* _Text_:
Wednesday, August 30, 2017

#60: Big Little Lies by Liane Moriarty

Somebody has died at a parents' kindergarten mixer; slowly, we go back in time and unravel what happened, and who it happened to, through the viewpoints of three different moms in Liane Moriarty's Big Little Lies.

I became interested in reading Big Little Lies after watching the popular HBO miniseries based on the novel.  It is rewarding, with good performances, and with a few notable exceptions hews close to the novel's storyline.

Moriarty's novel starts out somewhat comic, but as we delve more into the three womens' lives we find more sobering truths--one has a daughter acting out, one has a son who was the product of a violent encounter, and one is in an abusive marriage.  These threads play out against a broader landscape of all the little trials and tribulations of navigating a classroom, and the other parents you are thrown in with.

It's a solid read about family and relationships of all kinds, with a vein of mystery running throughout.  Worthwhile in both novel and television form.

I checked this out on audiobook from the Morrisson-Reeves Public Library in Richmond, Indiana.

Saturday, August 5, 2017

#59: California Split by Lou Cameron

Two hardcore gamblers--one carefree, one obsessed--try to get one big score in Lou Cameron's California Split.

* _Records shown_:
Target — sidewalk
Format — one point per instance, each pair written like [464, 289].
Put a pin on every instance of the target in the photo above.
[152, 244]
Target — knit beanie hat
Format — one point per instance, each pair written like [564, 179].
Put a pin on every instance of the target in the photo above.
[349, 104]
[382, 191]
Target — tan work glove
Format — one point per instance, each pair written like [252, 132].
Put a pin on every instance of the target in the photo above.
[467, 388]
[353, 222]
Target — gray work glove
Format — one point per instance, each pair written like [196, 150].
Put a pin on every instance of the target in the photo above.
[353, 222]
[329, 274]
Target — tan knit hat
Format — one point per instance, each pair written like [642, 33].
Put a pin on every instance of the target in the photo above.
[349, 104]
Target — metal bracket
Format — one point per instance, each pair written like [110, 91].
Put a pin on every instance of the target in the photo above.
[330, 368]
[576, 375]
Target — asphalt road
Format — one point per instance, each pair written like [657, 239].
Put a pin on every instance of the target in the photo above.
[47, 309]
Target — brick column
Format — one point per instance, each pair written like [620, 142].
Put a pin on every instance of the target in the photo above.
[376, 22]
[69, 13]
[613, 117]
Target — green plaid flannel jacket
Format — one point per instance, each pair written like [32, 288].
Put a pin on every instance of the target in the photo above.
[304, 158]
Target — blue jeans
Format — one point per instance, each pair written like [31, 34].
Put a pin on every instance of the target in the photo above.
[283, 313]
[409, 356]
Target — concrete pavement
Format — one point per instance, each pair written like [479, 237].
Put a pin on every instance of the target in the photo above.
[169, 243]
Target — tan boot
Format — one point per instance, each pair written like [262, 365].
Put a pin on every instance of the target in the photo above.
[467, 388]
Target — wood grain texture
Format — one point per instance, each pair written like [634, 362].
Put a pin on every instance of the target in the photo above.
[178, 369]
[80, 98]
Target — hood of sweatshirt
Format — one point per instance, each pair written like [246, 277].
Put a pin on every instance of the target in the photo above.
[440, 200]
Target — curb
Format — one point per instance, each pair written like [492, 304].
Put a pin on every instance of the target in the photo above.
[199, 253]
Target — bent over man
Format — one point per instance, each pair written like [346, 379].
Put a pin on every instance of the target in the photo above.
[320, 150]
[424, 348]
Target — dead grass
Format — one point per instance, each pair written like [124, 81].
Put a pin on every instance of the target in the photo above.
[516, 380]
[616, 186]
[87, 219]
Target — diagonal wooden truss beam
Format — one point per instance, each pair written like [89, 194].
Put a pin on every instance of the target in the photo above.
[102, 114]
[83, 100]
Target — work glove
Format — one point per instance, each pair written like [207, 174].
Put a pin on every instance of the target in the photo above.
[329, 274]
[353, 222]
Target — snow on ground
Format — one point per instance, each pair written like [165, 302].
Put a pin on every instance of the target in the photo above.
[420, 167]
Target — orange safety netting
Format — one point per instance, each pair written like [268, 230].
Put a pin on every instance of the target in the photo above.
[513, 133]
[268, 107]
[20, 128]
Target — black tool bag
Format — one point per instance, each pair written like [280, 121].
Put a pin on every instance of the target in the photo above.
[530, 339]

* _Problem 1_: List the troubles the book blog names in the lives of the three women in Big Little Lies.
* _Problem 2_: Carry the book blog forward from its final sentence with the rest of the post on California Split.

* _Exercise result 1_:
- One has a daughter acting out.
- One has a son who was the product of a violent encounter.
- One is in an abusive marriage.

* _Exercise result 2_:
California Split has one of the most unusual pedigrees of any book I've read.  It's a novelization of a screenplay by Joseph Walsh, an actor who based the story on his own gambling addiction.  The movie version was directed by great 70s auteur Robert Altman, but remains one of his lesser-known works of that period (and features George Segal and Elliot Gould, who allegedly played a version of himself).

The novelization was done by Lou Cameron, who did tons of other adaptations and novels but may be best known as the creator of the "Longarm" adult western series.

All that aside, it's a pretty cool little story, a slice of early 70s life with a noirish feel.  Our sad-sack protagonist and his motor-mouthed friend brush up against the underworld and various low-lifes, prostitutes, and loan sharks as they try to stay one step ahead of their addictions.

I found this for a quarter at a hospital book sale, and mainly picked it up out of curiosity.  But it stands on its own merits as a hardboiled tale of the gambling world.